Required task 1
Please rewrite the paragraph of the blog post below that begins "The Presbyterian Outlook is a magazine" as a short bulleted list, keeping its main facts.

Source document
* * * * * * *
Monday, June 18, 2012

Our Presbyterian Outlook

The Presbyterian Outlook is a magazine that serves up news and a forum for the Presbyterian Church (USA). I follow this occasionally for news of my ecclesia mater, especially as we approach the now biennial General Assembly. (It used to be annual, but then we couldn't afford it.) This is the representative body that decides such things as the ordination of gays. Next on the agenda will be gay marriage so the pages of The Outlook are hot and of course those of The Layman are hotter still. Should we allow non-geographical regional bodies so that those opposed to the ordination and marriage of gays can live in purity with their own kind? That is an issue this year.
* * * * * * *
Required task 2
Report every line of the records that contains the word "door".
* * * * * * *
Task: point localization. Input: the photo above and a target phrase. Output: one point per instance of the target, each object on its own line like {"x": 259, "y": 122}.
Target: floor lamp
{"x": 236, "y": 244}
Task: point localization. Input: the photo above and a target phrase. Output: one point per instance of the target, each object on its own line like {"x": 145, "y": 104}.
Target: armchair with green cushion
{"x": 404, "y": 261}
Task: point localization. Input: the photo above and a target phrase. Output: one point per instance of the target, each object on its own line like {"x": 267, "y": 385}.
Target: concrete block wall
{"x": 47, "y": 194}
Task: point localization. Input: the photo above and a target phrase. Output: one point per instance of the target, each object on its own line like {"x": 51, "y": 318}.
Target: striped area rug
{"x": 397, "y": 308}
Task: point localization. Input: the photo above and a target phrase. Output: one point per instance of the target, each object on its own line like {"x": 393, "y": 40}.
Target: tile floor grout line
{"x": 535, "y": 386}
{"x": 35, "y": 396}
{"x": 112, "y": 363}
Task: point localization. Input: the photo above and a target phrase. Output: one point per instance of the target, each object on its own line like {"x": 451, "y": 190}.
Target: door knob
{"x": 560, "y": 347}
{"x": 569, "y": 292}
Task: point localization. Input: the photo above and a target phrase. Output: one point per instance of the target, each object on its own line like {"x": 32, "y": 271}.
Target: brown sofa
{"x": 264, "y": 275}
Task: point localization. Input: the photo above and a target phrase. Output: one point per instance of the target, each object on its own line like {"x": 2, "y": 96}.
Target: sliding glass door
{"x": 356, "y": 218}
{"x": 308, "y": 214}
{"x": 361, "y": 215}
* * * * * * *
Reply 1
- The Presbyterian Outlook is a magazine that offers news and a forum for the Presbyterian Church (USA).
- The writer reads it occasionally for news of the writer's ecclesia mater, especially as the General Assembly approaches.
- The General Assembly is now biennial. It used to be annual but became unaffordable. It is the representative body that decides matters such as the ordination of gays.
- Gay marriage is next on the agenda, so the pages of The Outlook are hot, and those of The Layman are hotter still.
- This year's issue is whether to allow non-geographical regional bodies so that people opposed to the ordination and marriage of gays can live in purity with their own kind.

Reply 2
Target: door knob
Target: sliding glass door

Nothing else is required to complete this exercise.